Saved entries:

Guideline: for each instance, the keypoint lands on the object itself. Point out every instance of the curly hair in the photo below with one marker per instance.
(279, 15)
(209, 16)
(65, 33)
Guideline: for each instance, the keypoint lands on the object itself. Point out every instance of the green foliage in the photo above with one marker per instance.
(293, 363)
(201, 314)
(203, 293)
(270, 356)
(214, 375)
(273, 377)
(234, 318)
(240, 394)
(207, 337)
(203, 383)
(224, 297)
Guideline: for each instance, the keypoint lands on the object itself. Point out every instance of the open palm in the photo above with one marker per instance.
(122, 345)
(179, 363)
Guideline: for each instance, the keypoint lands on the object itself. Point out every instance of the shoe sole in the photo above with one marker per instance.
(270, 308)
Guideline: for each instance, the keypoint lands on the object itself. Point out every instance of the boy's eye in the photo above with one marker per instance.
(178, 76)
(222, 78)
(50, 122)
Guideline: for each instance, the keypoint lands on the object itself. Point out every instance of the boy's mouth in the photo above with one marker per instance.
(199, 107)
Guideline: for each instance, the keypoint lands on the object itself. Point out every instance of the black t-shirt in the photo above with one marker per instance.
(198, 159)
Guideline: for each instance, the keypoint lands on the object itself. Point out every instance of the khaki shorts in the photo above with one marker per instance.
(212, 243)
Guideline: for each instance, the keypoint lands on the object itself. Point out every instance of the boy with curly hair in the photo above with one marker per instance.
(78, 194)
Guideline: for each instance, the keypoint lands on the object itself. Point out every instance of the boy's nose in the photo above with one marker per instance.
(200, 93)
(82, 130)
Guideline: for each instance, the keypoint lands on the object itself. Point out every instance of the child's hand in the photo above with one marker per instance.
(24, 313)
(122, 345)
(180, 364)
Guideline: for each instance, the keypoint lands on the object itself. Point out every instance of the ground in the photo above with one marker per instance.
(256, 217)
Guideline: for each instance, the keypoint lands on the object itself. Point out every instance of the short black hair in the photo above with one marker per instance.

(Task directions)
Print the entries exactly. Include every one.

(Solution below)
Guideline: for each instance, the keypoint lands on the object itself. Point out every instance of the curly hair in the photo below with one marker per instance.
(279, 15)
(209, 16)
(65, 33)
Guideline: for each instance, the keypoint lands on the object itself. Point out every instance of the green foliage in the photo above with one marker per instance.
(293, 363)
(201, 314)
(203, 293)
(270, 356)
(214, 375)
(273, 377)
(234, 318)
(240, 394)
(207, 337)
(203, 383)
(224, 297)
Guideline: for each instance, the keypoint lands on the object itself. Point out every instance of the open palm in the photo above with one marker per instance.
(122, 345)
(179, 363)
Guideline: for each instance, the keypoint lands on the object itself. Point out every instance of the shoe sole in the photo above with one marker per instance.
(270, 308)
Guideline: for each instance, the keypoint lands on the object itself. Point out every instance of the boy's eye in the photo above with one marker per instance.
(178, 76)
(222, 78)
(50, 122)
Guideline: for each instance, the keypoint lands on the object itself. Point out every instance of the boy's mouth in the photo above with one marker per instance.
(199, 107)
Guideline: for each instance, the keypoint lands on the object itself. Point out every instance of the black t-shirt in the photo above with one marker per instance.
(198, 159)
Guideline: for each instance, the keypoint lands on the object itself. Point out every instance of the khaki shorts in the photo above with one marker per instance.
(212, 243)
Guideline: for each instance, the keypoint lands on the object itself. Point out every instance of the boy with curly hair in the photo above with one marker per instance.
(78, 194)
Guideline: for each instance, the keypoint lands on the object itself. Point out every instance of the boy's nose in the photo above with one marker per instance.
(200, 93)
(82, 130)
Guideline: for each instance, the keypoint lands on the object itself. Point out every instance of the child's hand in the photo above with one marker per instance.
(24, 313)
(122, 345)
(180, 364)
Guideline: for each instance, the keypoint lands on the object itself. Point out every instance of the ground in the photo above with one marker per instance.
(256, 217)
Guideline: for each instance, the keypoint lands on the object itself. Point out every instance of the short black hair in the photo above with one marker per instance.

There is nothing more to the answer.